TASK BRIEF » Extend the page on probabilistic forecasting with quantile regression, starting right after its final sentence.

PAGE EXCERPT »
....

# Stage 4: Probabilistic Forecasting (Quantile Regression)

In the previous stages, we performed **Point Forecasting**—predicting exactly one number for tomorrow's return. However, financial markets are famously uncertain. 

### **What is Probabilistic Forecasting?**
Instead of predicting just the *mean*, we predict the **distribution**. We do this using **Quantile Regression**. 

We will predict 3 key quantiles:
1. **5th Percentile (q05)**: The "worst case" scenario (used for Value-at-Risk).
2. **50th Percentile (q50)**: The median prediction (should be similar to Stage 2/3 results).
3. **95th Percentile (q95)**: The "best case" scenario.

### **The Pinball Loss Function**
To train a model to predict specific quantiles, we use the **Pinball Loss** (also known as Quantile Loss). It penalizes the model differently based on whether it over-predicts or under-predicts, forcing the model to learn the boundaries of the data distribution.

....

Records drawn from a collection
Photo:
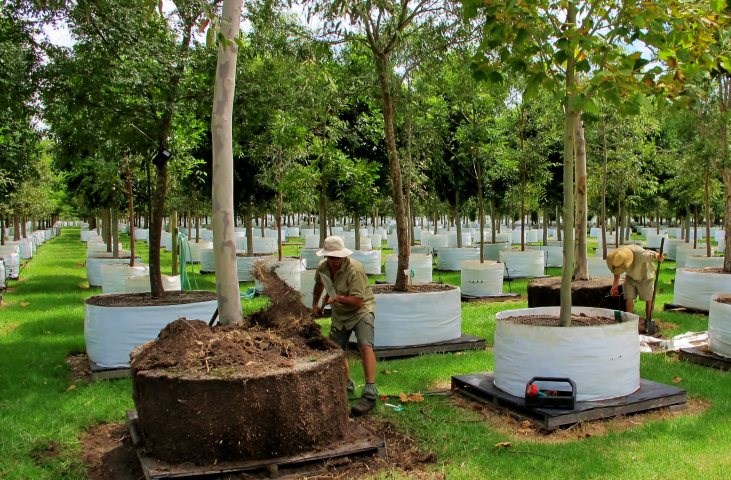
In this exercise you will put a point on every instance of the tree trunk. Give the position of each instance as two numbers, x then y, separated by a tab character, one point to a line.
224	241
384	79
568	177
581	271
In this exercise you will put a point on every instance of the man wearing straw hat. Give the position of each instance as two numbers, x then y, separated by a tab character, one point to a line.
353	306
638	266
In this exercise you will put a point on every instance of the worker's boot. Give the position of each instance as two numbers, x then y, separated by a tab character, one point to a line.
366	402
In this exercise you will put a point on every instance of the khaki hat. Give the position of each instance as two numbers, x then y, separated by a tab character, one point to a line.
620	259
333	247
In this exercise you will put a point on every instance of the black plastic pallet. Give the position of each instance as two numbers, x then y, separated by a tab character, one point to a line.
650	396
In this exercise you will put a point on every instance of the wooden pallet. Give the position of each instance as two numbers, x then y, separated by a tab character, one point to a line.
501	297
465	342
702	356
101	373
359	442
650	396
679	308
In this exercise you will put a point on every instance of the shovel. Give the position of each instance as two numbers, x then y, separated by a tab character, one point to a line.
650	327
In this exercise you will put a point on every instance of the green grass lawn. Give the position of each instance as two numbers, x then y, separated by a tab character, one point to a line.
43	413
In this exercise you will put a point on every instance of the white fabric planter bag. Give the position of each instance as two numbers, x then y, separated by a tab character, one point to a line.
686	250
307	284
451	258
553	254
265	245
597	267
492	251
311	260
290	270
312	241
196	249
670	250
142	234
111	333
12	265
141	283
95	246
603	361
420	265
695	289
482	279
245	264
653	240
530	263
404	319
376	240
94	267
719	327
114	276
701	261
371	260
208	260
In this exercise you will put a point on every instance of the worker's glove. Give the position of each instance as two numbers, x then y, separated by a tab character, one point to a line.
370	391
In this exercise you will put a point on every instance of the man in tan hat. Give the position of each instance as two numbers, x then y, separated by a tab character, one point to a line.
638	266
353	310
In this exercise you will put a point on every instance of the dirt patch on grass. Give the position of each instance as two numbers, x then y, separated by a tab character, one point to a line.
520	428
109	455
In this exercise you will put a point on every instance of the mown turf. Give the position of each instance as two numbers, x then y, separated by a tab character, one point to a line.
43	413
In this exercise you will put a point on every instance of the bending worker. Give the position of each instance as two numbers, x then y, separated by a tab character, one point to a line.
638	266
353	306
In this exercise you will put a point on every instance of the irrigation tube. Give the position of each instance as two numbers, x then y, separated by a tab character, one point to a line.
186	260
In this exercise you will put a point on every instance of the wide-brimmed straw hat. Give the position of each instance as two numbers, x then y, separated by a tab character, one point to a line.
333	247
620	259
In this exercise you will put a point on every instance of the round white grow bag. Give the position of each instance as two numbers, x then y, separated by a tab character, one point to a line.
719	326
371	260
141	283
693	289
420	268
114	276
418	318
552	253
686	250
492	251
196	250
701	261
530	263
312	241
310	257
482	279
452	258
208	260
603	361
111	333
653	240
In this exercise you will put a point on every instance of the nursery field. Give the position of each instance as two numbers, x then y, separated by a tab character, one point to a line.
45	410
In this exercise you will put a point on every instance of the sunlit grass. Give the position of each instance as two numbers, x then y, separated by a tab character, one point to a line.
42	410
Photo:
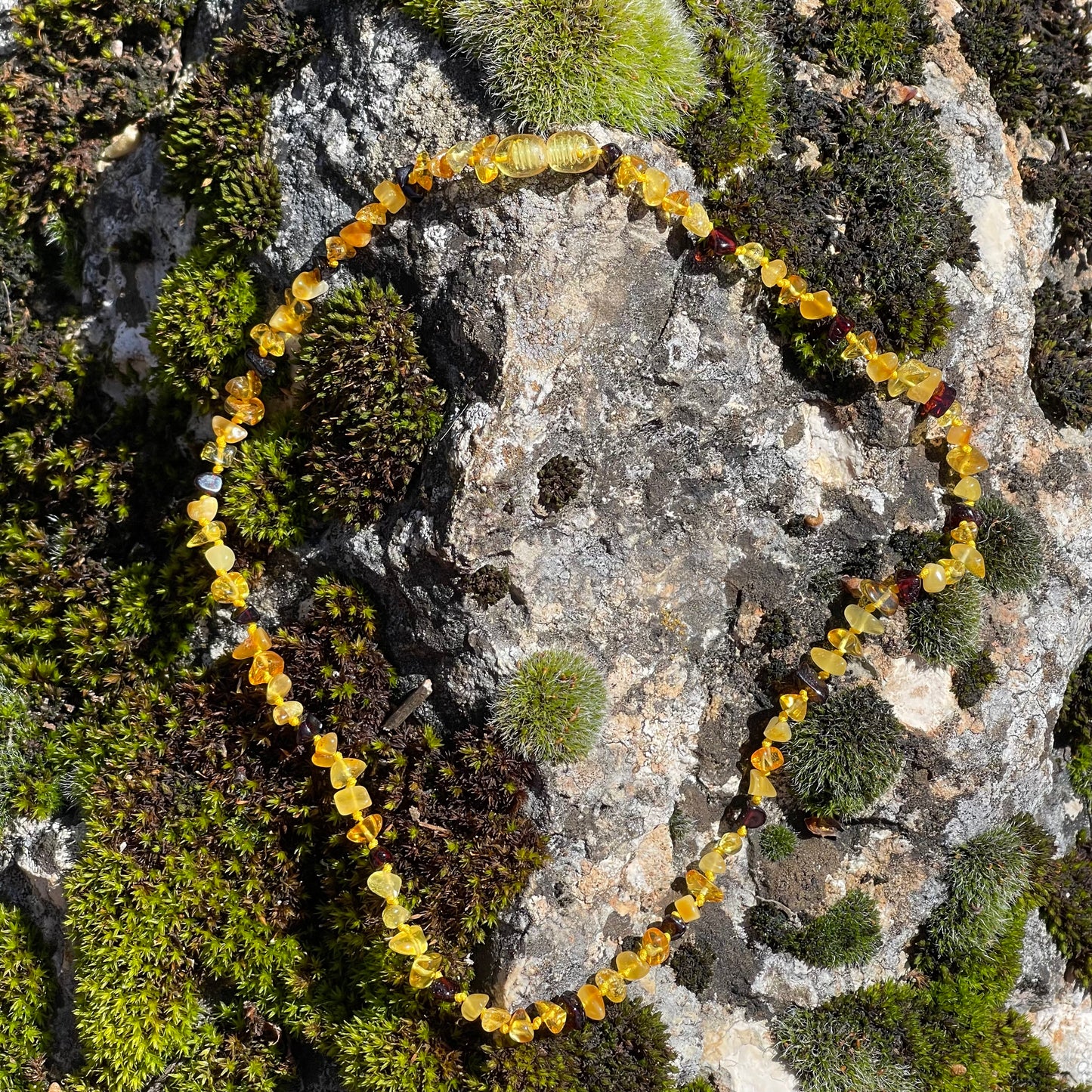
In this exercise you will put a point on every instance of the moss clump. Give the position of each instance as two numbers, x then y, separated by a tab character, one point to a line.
200	321
552	708
846	753
552	63
372	407
946	628
846	935
27	995
777	841
559	481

....

EXERCISE RESULT »
---

In [None]:
import os
import warnings
import numpy as np
import pandas as pd
import matplotlib.pyplot as plt
import seaborn as sns
import torch
import torch.nn as nn
from torch.utils.data import TensorDataset, DataLoader
from sklearn.preprocessing import StandardScaler
from sklearn.metrics import mean_absolute_error, mean_squared_error
from tqdm import tqdm

# Settings
warnings.filterwarnings("ignore")
sns.set_theme(style="whitegrid")

# Constants
DATA_PATH = "../data/processed/stock_data_processed.parquet"
RESULTS_DIR = "../results"
os.makedirs(RESULTS_DIR, exist_ok=True)

# Hyperparameters
LOOKBACK    = 20
TRAIN_FRAC  = 0.70
VAL_FRAC    = 0.10
HIDDEN_DIM  = 64
BATCH_SIZE  = 64
EPOCHS      = 100
PATIENCE    = 10
LR          = 1e-4
SEED        = 42

# Quantiles to predict
QUANTILES = [0.05, 0.50, 0.95]

DEVICE = torch.device("cuda" if torch.cuda.is_available() else "cpu")
print(f"✓ Using Device: {DEVICE}")

np.random.seed(SEED)
torch.manual_seed(SEED)

## 1. Probabilistic Architectures
We adapt the LSTM and Transformer architectures to output a vector of size `len(QUANTILES)` instead of a single scalar.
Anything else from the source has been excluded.